[Opening TEXT BLOCK section]

Google’s ex-CEO blames working from home on the company’s AI struggles: ‘Google decided that work-life balance was more important than winning’
Eric Schmidt was responding to a question about how Google have lost the lead in AI to startups like OpenAI and Anthropic.
Google’s former CEO Eric Schmidt has a complaint about his old stomping ground—and it’s one that workers have heard on repeat for the past two years: They aren’t working in the office enough.
Schmidt, who left Google for good in 2020, blasted the company’s working-from-home policy during a recent talk at Stanford University, while claiming it’s the reason why the search engine giant is lagging behind in the AI race.
“Google decided that work-life balance and going home early and working from home was more important than winning,” Schmidt told Stanford students.
“And the reason startups work is because the people work like hell.”

[Closing TEXT BLOCK section]
[Opening DATASET CONTENT section]

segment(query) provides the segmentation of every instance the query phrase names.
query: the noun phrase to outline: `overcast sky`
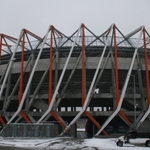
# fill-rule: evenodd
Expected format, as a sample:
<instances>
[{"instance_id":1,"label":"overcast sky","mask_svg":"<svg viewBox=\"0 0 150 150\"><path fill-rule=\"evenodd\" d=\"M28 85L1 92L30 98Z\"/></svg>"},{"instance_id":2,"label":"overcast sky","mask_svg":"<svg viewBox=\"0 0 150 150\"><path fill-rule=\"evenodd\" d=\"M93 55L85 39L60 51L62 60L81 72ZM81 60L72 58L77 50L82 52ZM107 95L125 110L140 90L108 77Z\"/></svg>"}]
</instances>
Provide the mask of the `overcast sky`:
<instances>
[{"instance_id":1,"label":"overcast sky","mask_svg":"<svg viewBox=\"0 0 150 150\"><path fill-rule=\"evenodd\" d=\"M96 35L115 23L128 34L150 32L150 0L0 0L0 33L18 38L22 28L43 37L49 25L71 35L84 23Z\"/></svg>"}]
</instances>

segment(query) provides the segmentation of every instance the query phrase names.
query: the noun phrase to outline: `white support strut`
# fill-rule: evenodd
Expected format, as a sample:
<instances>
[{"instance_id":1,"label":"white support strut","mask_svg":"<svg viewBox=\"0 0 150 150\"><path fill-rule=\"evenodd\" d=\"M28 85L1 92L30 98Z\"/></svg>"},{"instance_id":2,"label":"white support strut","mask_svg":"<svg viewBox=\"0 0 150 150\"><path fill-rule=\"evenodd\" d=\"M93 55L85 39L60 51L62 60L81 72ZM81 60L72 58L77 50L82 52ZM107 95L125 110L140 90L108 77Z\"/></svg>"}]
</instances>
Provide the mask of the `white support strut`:
<instances>
[{"instance_id":1,"label":"white support strut","mask_svg":"<svg viewBox=\"0 0 150 150\"><path fill-rule=\"evenodd\" d=\"M141 36L142 36L142 30L143 30L143 27L141 29L141 33L139 35L139 38L138 38L138 44L140 42L140 39L141 39ZM132 61L131 61L131 65L130 65L130 68L129 68L129 71L127 73L127 76L126 76L126 80L125 80L125 84L123 86L123 90L122 90L122 93L121 93L121 96L120 96L120 100L119 100L119 104L117 106L117 109L114 111L114 113L105 121L105 123L102 125L101 129L96 133L95 136L98 136L102 131L103 129L110 123L110 121L112 121L112 119L118 114L118 112L120 111L121 109L121 105L123 103L123 99L124 99L124 96L125 96L125 92L126 92L126 89L127 89L127 85L128 85L128 82L129 82L129 79L130 79L130 76L131 76L131 71L132 71L132 68L133 68L133 64L134 64L134 61L135 61L135 57L137 55L137 51L138 51L138 47L135 49L134 51L134 55L133 55L133 58L132 58Z\"/></svg>"},{"instance_id":2,"label":"white support strut","mask_svg":"<svg viewBox=\"0 0 150 150\"><path fill-rule=\"evenodd\" d=\"M56 86L56 89L55 89L55 91L54 91L54 94L53 94L53 97L52 97L52 101L51 101L51 103L50 103L50 105L49 105L47 111L46 111L46 112L43 114L43 116L37 121L37 124L40 123L40 122L48 115L48 113L52 110L52 107L53 107L53 105L54 105L54 102L55 102L55 99L56 99L56 96L57 96L57 93L58 93L60 84L61 84L61 82L62 82L62 79L63 79L63 76L64 76L64 74L65 74L67 65L68 65L68 63L69 63L71 54L72 54L72 52L73 52L73 49L74 49L74 46L75 46L75 43L76 43L78 34L79 34L79 32L80 32L80 28L81 28L81 25L80 25L80 27L79 27L79 29L78 29L78 32L77 32L77 34L76 34L76 38L75 38L75 40L74 40L74 42L73 42L73 45L72 45L72 47L71 47L71 50L70 50L69 55L68 55L68 57L67 57L67 60L66 60L66 62L65 62L65 66L64 66L63 71L62 71L62 73L61 73L61 76L60 76L60 78L59 78L59 81L58 81L58 84L57 84L57 86Z\"/></svg>"},{"instance_id":3,"label":"white support strut","mask_svg":"<svg viewBox=\"0 0 150 150\"><path fill-rule=\"evenodd\" d=\"M13 61L14 61L14 59L15 59L15 54L16 54L18 45L19 45L19 43L20 43L20 40L21 40L21 38L22 38L22 34L23 34L23 30L21 30L19 39L18 39L18 41L17 41L17 45L16 45L15 50L14 50L14 52L13 52L13 54L12 54L10 60L9 60L9 65L8 65L8 68L7 68L7 71L6 71L6 74L5 74L5 77L4 77L2 86L1 86L1 90L0 90L0 99L1 99L1 96L2 96L2 93L3 93L3 90L4 90L4 87L5 87L5 84L6 84L6 81L7 81L7 78L8 78L10 69L11 69L11 66L12 66Z\"/></svg>"},{"instance_id":4,"label":"white support strut","mask_svg":"<svg viewBox=\"0 0 150 150\"><path fill-rule=\"evenodd\" d=\"M40 51L39 51L39 53L38 53L37 59L36 59L35 64L34 64L34 66L33 66L33 69L32 69L31 75L30 75L30 78L29 78L29 80L28 80L28 83L27 83L27 86L26 86L26 88L25 88L25 91L24 91L22 100L21 100L21 102L20 102L20 105L19 105L19 107L18 107L18 110L17 110L17 111L15 112L15 114L11 117L11 119L7 122L7 124L10 124L10 123L13 121L13 119L19 114L19 112L20 112L21 109L22 109L22 106L23 106L23 104L24 104L26 95L27 95L27 93L28 93L28 90L29 90L29 87L30 87L30 84L31 84L31 81L32 81L32 78L33 78L33 75L34 75L34 72L35 72L35 69L36 69L36 67L37 67L37 64L38 64L38 61L39 61L39 59L40 59L41 53L42 53L42 51L43 51L43 47L44 47L44 44L45 44L45 42L46 42L46 39L47 39L49 30L50 30L50 27L48 28L48 31L47 31L47 33L46 33L46 36L45 36L45 38L44 38L44 40L43 40L41 49L40 49Z\"/></svg>"},{"instance_id":5,"label":"white support strut","mask_svg":"<svg viewBox=\"0 0 150 150\"><path fill-rule=\"evenodd\" d=\"M113 24L113 25L114 25L114 24ZM113 29L113 25L111 25L109 34L111 33L111 31L112 31L112 29ZM101 63L102 63L102 60L103 60L103 57L104 57L106 48L107 48L107 46L108 46L108 41L109 41L109 38L107 38L105 47L104 47L104 49L103 49L101 58L100 58L100 60L99 60L99 63L98 63L96 72L95 72L95 74L94 74L94 77L93 77L93 80L92 80L90 89L89 89L88 94L87 94L87 97L86 97L86 99L85 99L85 103L84 103L84 105L83 105L83 107L82 107L82 110L81 110L81 111L77 114L77 116L70 122L70 124L66 127L66 129L64 130L63 133L65 133L65 132L70 128L70 126L73 125L73 124L79 119L79 117L84 113L84 111L85 111L86 108L87 108L87 105L88 105L88 102L89 102L89 97L90 97L90 95L91 95L91 92L92 92L92 89L93 89L93 86L94 86L96 77L97 77L98 72L99 72L99 68L100 68L100 66L101 66ZM62 134L63 134L63 133L62 133Z\"/></svg>"}]
</instances>

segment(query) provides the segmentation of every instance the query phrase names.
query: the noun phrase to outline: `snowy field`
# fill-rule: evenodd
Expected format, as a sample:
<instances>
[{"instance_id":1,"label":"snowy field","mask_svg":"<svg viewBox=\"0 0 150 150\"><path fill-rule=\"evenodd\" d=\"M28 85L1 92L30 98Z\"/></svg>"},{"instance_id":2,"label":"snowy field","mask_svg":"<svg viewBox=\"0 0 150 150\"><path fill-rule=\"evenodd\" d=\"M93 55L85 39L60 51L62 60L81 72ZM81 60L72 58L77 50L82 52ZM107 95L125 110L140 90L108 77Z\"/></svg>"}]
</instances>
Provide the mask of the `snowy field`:
<instances>
[{"instance_id":1,"label":"snowy field","mask_svg":"<svg viewBox=\"0 0 150 150\"><path fill-rule=\"evenodd\" d=\"M0 137L0 150L150 150L144 145L124 144L118 147L115 138L77 139L57 137L51 139L13 139ZM2 147L1 147L2 146Z\"/></svg>"}]
</instances>

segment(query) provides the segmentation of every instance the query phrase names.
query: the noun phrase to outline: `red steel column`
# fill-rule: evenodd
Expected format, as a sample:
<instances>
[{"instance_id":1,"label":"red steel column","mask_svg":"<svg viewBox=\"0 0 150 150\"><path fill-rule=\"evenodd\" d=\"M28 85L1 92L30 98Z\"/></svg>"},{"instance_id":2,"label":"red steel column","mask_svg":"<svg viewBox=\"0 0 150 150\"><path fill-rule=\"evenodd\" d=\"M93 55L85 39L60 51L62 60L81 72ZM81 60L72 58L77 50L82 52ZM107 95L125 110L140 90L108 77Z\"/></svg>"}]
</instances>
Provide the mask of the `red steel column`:
<instances>
[{"instance_id":1,"label":"red steel column","mask_svg":"<svg viewBox=\"0 0 150 150\"><path fill-rule=\"evenodd\" d=\"M2 34L0 34L0 61L1 61L1 55L2 55L2 37L3 37L3 35ZM4 120L3 120L3 118L0 116L0 122L4 125L5 124L5 122L4 122Z\"/></svg>"},{"instance_id":2,"label":"red steel column","mask_svg":"<svg viewBox=\"0 0 150 150\"><path fill-rule=\"evenodd\" d=\"M23 40L22 40L22 52L21 52L21 67L20 67L20 88L19 88L19 105L22 100L22 93L23 93L23 76L24 76L24 47L25 47L25 33L26 30L23 30ZM31 123L28 117L24 114L21 110L20 114L26 120L27 123Z\"/></svg>"},{"instance_id":3,"label":"red steel column","mask_svg":"<svg viewBox=\"0 0 150 150\"><path fill-rule=\"evenodd\" d=\"M52 84L53 84L53 34L54 34L54 26L51 26L51 34L50 34L50 68L49 68L49 92L48 92L48 106L52 101ZM60 34L60 33L59 33ZM51 115L58 121L58 123L65 129L65 124L59 119L59 117L55 114L54 111L50 111Z\"/></svg>"},{"instance_id":4,"label":"red steel column","mask_svg":"<svg viewBox=\"0 0 150 150\"><path fill-rule=\"evenodd\" d=\"M143 29L144 56L145 56L145 74L146 74L146 91L147 91L147 107L150 108L150 80L148 71L148 56L146 48L145 28Z\"/></svg>"},{"instance_id":5,"label":"red steel column","mask_svg":"<svg viewBox=\"0 0 150 150\"><path fill-rule=\"evenodd\" d=\"M48 105L50 105L52 100L52 70L53 70L53 34L54 27L51 26L51 34L50 34L50 68L49 68L49 97L48 97Z\"/></svg>"},{"instance_id":6,"label":"red steel column","mask_svg":"<svg viewBox=\"0 0 150 150\"><path fill-rule=\"evenodd\" d=\"M120 96L119 96L119 76L118 76L118 59L117 59L117 41L116 41L116 25L113 26L114 33L114 57L115 57L115 82L116 82L116 107L118 107ZM119 114L122 118L130 125L131 122L129 119L123 114L122 111L119 111Z\"/></svg>"},{"instance_id":7,"label":"red steel column","mask_svg":"<svg viewBox=\"0 0 150 150\"><path fill-rule=\"evenodd\" d=\"M82 106L85 102L85 34L84 34L84 24L81 26L82 29ZM98 129L101 128L101 126L98 124L98 122L85 110L84 114L97 126ZM102 131L104 135L108 135L104 130Z\"/></svg>"}]
</instances>

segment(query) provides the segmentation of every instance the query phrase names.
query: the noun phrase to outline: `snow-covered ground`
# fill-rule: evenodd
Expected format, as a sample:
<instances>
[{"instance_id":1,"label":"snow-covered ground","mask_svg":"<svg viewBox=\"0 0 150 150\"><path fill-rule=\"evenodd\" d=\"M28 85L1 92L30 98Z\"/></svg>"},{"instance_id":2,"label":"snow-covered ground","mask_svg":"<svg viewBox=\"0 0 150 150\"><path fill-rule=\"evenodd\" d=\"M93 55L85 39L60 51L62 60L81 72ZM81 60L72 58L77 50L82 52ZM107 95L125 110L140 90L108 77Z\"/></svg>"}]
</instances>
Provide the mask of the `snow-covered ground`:
<instances>
[{"instance_id":1,"label":"snow-covered ground","mask_svg":"<svg viewBox=\"0 0 150 150\"><path fill-rule=\"evenodd\" d=\"M71 137L57 137L50 139L21 139L21 138L2 138L0 146L20 147L33 150L149 150L144 145L124 144L118 147L115 138L91 138L77 139Z\"/></svg>"}]
</instances>

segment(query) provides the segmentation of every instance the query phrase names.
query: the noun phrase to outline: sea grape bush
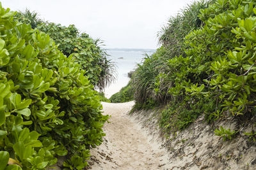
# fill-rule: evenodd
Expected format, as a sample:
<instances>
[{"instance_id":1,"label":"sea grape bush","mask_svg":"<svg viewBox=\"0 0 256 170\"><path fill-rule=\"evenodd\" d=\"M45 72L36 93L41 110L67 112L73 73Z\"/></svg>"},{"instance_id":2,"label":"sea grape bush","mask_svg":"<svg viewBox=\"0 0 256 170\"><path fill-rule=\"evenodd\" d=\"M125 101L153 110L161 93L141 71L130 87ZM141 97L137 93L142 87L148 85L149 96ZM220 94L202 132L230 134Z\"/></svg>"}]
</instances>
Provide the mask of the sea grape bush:
<instances>
[{"instance_id":1,"label":"sea grape bush","mask_svg":"<svg viewBox=\"0 0 256 170\"><path fill-rule=\"evenodd\" d=\"M250 118L255 113L255 2L216 0L206 4L200 10L193 8L200 11L195 22L200 27L179 38L184 41L176 48L168 46L175 42L172 34L182 31L181 24L186 22L171 20L180 25L170 24L160 38L162 46L134 74L137 103L145 103L147 98L169 103L160 121L167 132L185 128L201 114L212 122L227 117ZM180 29L172 29L176 27ZM178 50L182 52L177 56Z\"/></svg>"},{"instance_id":2,"label":"sea grape bush","mask_svg":"<svg viewBox=\"0 0 256 170\"><path fill-rule=\"evenodd\" d=\"M58 49L67 57L72 54L76 61L86 70L85 74L90 82L100 91L115 80L114 63L108 59L100 39L95 40L86 33L80 33L74 25L65 27L43 22L36 12L28 10L19 12L15 18L49 34L58 45Z\"/></svg>"},{"instance_id":3,"label":"sea grape bush","mask_svg":"<svg viewBox=\"0 0 256 170\"><path fill-rule=\"evenodd\" d=\"M0 5L0 169L82 169L108 116L86 70ZM11 164L15 163L15 164Z\"/></svg>"}]
</instances>

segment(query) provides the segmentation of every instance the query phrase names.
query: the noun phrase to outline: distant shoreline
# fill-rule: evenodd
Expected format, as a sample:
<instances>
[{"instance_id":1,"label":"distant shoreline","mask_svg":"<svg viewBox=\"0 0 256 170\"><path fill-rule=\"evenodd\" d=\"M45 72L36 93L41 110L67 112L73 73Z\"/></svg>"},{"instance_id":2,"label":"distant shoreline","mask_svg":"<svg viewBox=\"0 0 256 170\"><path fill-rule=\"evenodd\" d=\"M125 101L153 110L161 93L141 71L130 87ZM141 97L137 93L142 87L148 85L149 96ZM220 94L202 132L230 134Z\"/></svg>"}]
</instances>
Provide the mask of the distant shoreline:
<instances>
[{"instance_id":1,"label":"distant shoreline","mask_svg":"<svg viewBox=\"0 0 256 170\"><path fill-rule=\"evenodd\" d=\"M107 50L111 51L123 51L123 52L155 52L156 49L148 48L107 48Z\"/></svg>"}]
</instances>

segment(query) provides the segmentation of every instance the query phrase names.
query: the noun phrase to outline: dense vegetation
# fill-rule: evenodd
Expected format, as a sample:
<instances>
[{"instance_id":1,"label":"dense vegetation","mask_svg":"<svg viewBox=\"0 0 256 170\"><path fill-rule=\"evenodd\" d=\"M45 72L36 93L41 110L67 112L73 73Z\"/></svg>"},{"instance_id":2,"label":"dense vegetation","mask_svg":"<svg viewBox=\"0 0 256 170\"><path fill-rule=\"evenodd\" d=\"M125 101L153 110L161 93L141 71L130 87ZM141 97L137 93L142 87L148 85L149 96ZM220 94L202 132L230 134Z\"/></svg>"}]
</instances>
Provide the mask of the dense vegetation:
<instances>
[{"instance_id":1,"label":"dense vegetation","mask_svg":"<svg viewBox=\"0 0 256 170\"><path fill-rule=\"evenodd\" d=\"M166 132L183 129L202 114L209 122L250 118L255 9L250 0L201 1L172 17L159 32L161 46L138 65L132 80L137 107L165 104L160 125Z\"/></svg>"},{"instance_id":2,"label":"dense vegetation","mask_svg":"<svg viewBox=\"0 0 256 170\"><path fill-rule=\"evenodd\" d=\"M134 100L133 94L134 90L131 85L131 81L128 85L121 89L121 90L109 98L111 103L124 103Z\"/></svg>"},{"instance_id":3,"label":"dense vegetation","mask_svg":"<svg viewBox=\"0 0 256 170\"><path fill-rule=\"evenodd\" d=\"M90 148L102 142L108 116L90 83L99 81L84 69L87 62L76 60L84 52L92 62L100 50L82 34L76 38L83 44L66 42L79 52L67 57L49 34L15 14L0 5L0 169L45 169L60 156L67 159L63 169L82 169ZM73 26L63 29L77 34Z\"/></svg>"},{"instance_id":4,"label":"dense vegetation","mask_svg":"<svg viewBox=\"0 0 256 170\"><path fill-rule=\"evenodd\" d=\"M15 18L22 23L31 25L49 34L58 45L58 49L67 57L72 54L76 61L86 70L90 82L101 92L115 80L115 67L108 59L108 55L102 47L100 39L94 40L86 33L80 33L74 25L68 27L43 22L36 12L26 10L19 12Z\"/></svg>"}]
</instances>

[Closing DATASET CONTENT section]

## PROBLEM REQUIREMENTS
Could you reproduce the article about Eric Schmidt blaming Google's work-from-home policy, word for word and in full?

## TASK RESULT
Google’s ex-CEO blames working from home on the company’s AI struggles: ‘Google decided that work-life balance was more important than winning’
Eric Schmidt was responding to a question about how Google have lost the lead in AI to startups like OpenAI and Anthropic.
Google’s former CEO Eric Schmidt has a complaint about his old stomping ground—and it’s one that workers have heard on repeat for the past two years: They aren’t working in the office enough.
Schmidt, who left Google for good in 2020, blasted the company’s working-from-home policy during a recent talk at Stanford University, while claiming it’s the reason why the search engine giant is lagging behind in the AI race.
“Google decided that work-life balance and going home early and working from home was more important than winning,” Schmidt told Stanford students.
“And the reason startups work is because the people work like hell.”